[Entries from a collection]
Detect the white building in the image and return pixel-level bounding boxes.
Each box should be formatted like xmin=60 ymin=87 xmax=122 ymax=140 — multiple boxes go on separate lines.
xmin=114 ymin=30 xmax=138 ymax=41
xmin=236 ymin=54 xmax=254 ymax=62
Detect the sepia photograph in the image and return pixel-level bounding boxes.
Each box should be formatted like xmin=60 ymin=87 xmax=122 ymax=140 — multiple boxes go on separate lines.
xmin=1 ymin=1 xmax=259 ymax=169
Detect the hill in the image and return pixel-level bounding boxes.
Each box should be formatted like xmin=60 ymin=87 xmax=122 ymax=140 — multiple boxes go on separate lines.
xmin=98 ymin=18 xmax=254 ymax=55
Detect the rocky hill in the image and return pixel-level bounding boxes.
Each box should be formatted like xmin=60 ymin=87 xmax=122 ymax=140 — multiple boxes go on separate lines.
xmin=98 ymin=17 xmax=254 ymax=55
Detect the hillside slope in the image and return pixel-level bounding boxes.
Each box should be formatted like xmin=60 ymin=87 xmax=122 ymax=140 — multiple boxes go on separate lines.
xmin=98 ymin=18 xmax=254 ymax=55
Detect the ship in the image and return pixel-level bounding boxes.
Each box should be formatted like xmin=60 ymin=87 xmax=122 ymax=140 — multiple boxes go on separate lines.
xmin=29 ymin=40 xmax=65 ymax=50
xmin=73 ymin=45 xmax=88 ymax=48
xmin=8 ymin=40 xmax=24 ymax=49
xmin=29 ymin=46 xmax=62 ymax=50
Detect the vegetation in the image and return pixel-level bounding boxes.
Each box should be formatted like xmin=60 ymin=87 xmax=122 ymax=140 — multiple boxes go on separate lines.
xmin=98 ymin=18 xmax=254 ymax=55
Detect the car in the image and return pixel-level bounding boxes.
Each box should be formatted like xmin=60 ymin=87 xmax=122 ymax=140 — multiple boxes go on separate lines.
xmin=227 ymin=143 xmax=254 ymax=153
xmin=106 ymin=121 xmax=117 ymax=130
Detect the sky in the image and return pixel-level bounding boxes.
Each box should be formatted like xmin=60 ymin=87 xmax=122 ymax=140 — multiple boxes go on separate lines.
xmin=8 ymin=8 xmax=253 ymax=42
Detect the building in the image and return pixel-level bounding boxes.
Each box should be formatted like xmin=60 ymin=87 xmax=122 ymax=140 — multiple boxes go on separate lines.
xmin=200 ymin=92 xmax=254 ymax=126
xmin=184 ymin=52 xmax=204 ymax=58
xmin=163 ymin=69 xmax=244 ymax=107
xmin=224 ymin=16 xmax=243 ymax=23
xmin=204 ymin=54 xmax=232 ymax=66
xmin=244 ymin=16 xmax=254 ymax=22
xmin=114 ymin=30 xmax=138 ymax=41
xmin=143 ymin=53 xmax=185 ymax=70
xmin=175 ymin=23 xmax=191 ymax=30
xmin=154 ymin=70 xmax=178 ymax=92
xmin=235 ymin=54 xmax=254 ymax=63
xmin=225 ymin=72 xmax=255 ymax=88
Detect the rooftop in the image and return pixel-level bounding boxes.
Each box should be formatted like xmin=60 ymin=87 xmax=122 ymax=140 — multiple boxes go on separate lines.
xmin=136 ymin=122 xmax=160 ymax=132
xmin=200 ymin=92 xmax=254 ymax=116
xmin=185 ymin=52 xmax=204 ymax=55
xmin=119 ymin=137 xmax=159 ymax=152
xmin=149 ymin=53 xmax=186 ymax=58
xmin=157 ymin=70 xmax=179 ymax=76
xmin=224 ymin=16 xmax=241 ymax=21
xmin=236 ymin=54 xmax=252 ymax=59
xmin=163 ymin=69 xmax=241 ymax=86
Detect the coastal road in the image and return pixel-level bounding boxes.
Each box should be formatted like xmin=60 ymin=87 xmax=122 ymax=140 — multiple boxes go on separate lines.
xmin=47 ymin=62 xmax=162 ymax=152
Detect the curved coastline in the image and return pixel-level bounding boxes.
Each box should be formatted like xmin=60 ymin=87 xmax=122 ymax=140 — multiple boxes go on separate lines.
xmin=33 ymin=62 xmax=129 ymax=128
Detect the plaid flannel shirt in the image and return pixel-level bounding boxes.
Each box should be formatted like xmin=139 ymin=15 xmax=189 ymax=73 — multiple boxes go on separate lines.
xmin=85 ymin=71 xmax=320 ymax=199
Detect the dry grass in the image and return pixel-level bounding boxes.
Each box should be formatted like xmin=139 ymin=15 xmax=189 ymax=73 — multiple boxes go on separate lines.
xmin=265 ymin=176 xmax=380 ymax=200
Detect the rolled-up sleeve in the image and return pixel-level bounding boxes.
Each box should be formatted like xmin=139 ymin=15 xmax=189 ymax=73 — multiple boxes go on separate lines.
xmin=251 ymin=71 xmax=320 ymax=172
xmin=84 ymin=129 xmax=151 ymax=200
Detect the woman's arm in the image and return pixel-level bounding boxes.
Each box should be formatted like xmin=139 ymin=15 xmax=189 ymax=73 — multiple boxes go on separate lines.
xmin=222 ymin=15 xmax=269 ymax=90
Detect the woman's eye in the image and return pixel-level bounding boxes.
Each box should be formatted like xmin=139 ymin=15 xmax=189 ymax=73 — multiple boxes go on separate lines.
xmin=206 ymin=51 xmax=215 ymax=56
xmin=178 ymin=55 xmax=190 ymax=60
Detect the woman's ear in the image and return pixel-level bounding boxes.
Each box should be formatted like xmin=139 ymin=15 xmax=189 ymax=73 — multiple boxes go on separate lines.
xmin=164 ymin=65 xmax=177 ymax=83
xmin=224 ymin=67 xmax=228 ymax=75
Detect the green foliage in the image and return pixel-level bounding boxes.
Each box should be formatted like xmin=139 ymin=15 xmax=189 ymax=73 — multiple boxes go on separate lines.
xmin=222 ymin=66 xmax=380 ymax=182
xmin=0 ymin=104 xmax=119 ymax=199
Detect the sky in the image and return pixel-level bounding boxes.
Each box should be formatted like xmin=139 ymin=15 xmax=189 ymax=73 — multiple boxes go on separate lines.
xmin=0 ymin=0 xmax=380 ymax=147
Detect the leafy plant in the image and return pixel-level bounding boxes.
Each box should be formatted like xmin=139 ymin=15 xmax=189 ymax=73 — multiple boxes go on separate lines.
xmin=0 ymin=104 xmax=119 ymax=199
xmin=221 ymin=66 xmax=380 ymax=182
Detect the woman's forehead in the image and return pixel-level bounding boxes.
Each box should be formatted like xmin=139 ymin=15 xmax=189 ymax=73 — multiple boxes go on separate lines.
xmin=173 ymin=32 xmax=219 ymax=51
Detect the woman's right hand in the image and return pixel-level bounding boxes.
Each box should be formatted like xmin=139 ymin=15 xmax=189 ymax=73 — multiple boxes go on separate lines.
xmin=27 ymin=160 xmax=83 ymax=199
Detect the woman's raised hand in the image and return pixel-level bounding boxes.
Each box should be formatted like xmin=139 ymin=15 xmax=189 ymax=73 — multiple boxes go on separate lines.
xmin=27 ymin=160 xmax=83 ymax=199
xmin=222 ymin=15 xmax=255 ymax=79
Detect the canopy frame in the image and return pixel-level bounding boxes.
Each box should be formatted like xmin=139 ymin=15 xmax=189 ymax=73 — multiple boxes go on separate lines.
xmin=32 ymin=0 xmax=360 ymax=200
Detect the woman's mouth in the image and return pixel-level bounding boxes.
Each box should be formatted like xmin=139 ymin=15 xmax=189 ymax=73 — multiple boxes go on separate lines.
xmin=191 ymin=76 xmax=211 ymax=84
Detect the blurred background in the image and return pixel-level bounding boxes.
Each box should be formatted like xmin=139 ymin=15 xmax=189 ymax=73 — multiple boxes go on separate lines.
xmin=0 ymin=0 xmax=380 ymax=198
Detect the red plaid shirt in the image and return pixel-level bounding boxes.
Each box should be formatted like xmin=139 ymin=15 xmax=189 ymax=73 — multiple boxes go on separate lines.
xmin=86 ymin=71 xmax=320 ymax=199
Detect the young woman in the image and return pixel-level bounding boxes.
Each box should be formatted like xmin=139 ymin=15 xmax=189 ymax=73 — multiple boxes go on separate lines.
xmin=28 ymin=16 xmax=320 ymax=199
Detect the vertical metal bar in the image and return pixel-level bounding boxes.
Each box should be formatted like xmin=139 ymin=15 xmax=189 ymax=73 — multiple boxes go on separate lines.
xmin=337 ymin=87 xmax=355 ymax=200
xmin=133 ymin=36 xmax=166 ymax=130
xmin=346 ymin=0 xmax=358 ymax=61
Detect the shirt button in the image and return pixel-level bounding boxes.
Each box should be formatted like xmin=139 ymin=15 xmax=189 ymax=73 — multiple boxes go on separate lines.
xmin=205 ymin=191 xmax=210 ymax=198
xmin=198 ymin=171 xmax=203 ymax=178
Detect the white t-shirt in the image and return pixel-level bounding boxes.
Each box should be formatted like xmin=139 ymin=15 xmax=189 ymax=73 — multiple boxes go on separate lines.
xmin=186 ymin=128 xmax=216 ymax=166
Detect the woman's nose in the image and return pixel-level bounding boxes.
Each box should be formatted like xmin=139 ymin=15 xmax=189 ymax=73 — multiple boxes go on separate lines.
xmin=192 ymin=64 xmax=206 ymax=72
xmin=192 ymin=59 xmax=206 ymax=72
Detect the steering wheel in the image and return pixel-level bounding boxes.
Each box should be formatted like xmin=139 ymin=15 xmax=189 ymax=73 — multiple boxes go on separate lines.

▸ Exercise goal
Extract the lines between the one holding "Detect the woman's mouth" and the one holding "xmin=191 ymin=76 xmax=211 ymax=84", inclusive, and reproduce them without any change.

▸ The output
Detect the woman's mouth in the image and return pixel-level bounding boxes.
Each box should be formatted like xmin=139 ymin=15 xmax=189 ymax=73 — multiple boxes go on separate lines.
xmin=191 ymin=76 xmax=211 ymax=84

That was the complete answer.